Published: 15:02, 21 September 2020
| Updated: 10:53, 22 September 2020
The rail industry is prepared to undergo a significant change, after the government extended emergency measures to operators in a move described as an 'end' to franchising.
The coronavirus pandemic has significantly reduced the number of people using the network across Kent, as many commuters continue to work from home instead of travelling to London.
The Department for Transport (DfT) has said operators across the UK have now been moved to 'transitional contracts' ahead of the development of a simplified structure in the next few months.
This means for now the government will pay a management fee to rail companies so they can continue to operate profitably, instead of having to weather the profit fluctuations that could arise with less passengers using the network.
According to Professor Roger Vickerman, from the University of Kent's School of Economics, the announcement is likely setting up for a future rail network where the government has greater control over how it runs.
He said: "There's going to be a lot of argument over the next six to 12 months, over what this future model should be, and my gut feeling is that we'll finish up with something that looks like a management or franchise structure where there's much greater control, and operators are simply paid of the cost of operating a service."
The professor also said the move is going to bring into question issues which have sat at the heart of the UK's rail industry for a number of years, including the fact that many people are unable to pay the expensive fares and resort to other modes of transport.
He said: "You can get some really cheap fares from Canterbury to London if you're prepared to delay your trip until after 10 o'clock and pay in advance.

→ Excerpts from a dataset:
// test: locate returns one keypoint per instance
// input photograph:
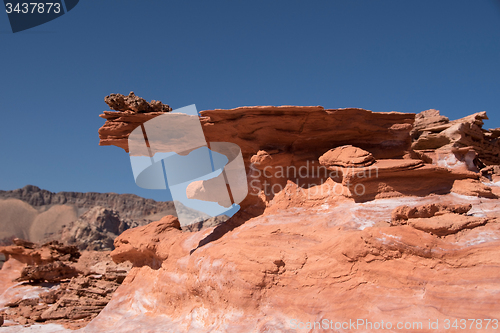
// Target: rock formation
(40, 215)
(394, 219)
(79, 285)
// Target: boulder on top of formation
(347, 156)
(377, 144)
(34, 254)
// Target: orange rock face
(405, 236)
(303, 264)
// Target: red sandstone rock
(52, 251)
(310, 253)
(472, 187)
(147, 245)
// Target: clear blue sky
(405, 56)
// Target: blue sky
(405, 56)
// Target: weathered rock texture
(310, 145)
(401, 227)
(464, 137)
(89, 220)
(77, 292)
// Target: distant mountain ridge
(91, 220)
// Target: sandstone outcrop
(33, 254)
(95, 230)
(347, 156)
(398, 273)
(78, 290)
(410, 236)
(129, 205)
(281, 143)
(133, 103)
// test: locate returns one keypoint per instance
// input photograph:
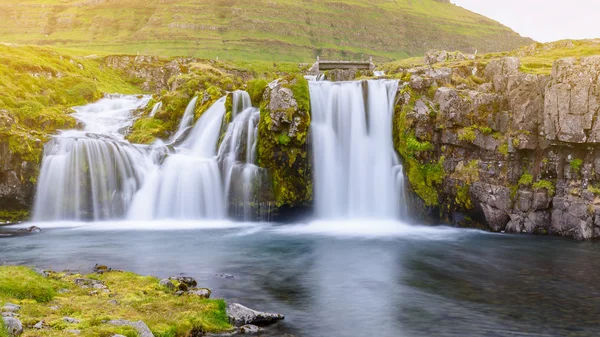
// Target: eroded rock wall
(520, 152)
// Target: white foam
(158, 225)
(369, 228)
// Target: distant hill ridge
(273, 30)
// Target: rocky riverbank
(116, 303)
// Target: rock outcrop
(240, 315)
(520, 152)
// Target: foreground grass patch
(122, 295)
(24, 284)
--
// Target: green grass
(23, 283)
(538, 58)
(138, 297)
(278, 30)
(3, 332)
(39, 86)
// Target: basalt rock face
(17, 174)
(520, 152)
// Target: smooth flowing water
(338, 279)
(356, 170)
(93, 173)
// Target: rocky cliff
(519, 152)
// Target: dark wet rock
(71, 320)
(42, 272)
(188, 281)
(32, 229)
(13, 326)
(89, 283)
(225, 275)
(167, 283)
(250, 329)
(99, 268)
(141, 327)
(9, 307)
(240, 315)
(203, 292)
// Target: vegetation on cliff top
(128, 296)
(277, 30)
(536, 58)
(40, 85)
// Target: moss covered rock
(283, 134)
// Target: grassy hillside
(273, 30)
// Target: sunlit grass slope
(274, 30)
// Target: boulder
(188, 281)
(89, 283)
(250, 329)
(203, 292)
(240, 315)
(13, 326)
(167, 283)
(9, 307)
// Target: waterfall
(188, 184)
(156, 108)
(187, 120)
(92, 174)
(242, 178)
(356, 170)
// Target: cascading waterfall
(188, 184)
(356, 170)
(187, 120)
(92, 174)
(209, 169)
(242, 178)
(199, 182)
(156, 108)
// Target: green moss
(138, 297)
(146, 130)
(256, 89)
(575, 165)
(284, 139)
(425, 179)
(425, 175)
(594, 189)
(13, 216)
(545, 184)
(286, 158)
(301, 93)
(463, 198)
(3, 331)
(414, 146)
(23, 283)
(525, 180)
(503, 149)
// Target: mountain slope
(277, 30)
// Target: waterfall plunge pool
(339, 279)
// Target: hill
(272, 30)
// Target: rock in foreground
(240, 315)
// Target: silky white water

→ What you have to do: Continue the news article on the end of rail franchising, beginning after its final sentence.

→ Task response:
"But of course that's not the fare that applies to the regular commuter, who's got to be there at a particular time, and of course the commuter is the one who sets the basic capacity of the network.
"That's going to force this fundamental rethink of how we make public transport public, in a way that it has cased to be in recent years."
He added: "Kent is essentially an area of small towns, where the car tends to dominate, and that leads to serious congestion problems all around.
"You can see why people are not using public transport, including myself -I haven't used a train or bus since March, and I usually would quite frequently."
Although some of the blame has been laid at the door of the ongoing pandemic, evidence suggests the privatised rail model had been failing long before the start of the lockdown in March.
Northern was brought under government control in January after years of travel disruption for passengers.
In 2018 a government operator took over the Virgin Trains East Coast franchise, after stripping the contract from Stagecoach and Virgin.
So what does this mean for Kent's rail passengers and commuters?
As far as Southeastern, which is responsible for train services across the county, in the short term nothing much will actually change.
The rail company made an agreement on April 1 to be awarded a Direct Award contract, with the impacts of Covid-19 on the network already factored in.
Other train operators not due to sign another contract have now been moved off their existing long-term franchise agreements today following the DfT's announcement.
Now these operators will move onto the Emergency Recovery Management Agreements which the Transport Secretary announced today.
Southeastern's current contract runs until October 16, 2021, at which point the DfT can decide to extend it until March 31, 2022.
What today's announcement has suggested is there will eventually be a simplifying of journeys across the UK.
This could mean that trips from Kent to another county will be clearer because the complicated network of franchised operators will be more like contractors being paid management fees by the government.
Transport Secretary, Grant Shapps, said:"The model of privatisation adopted 25 years ago has seen significant rises in passenger numbers, but this pandemic has proven that it is no longer working.
"Our new deal for rail demands more for passengers. It will simplify people's journeys, ending the uncertainty and confusion about whether you are using the right ticket or the right train company.
"It will keep the best elements of the private sector, including competition and investment, that have helped to drive growth - but deliver strategic direction, leadership and accountability.
"Our new deal for rail demands more for passengers..."
"Passengers will have reliable, safe services on a network totally built around them. It is time to get Britain back on track."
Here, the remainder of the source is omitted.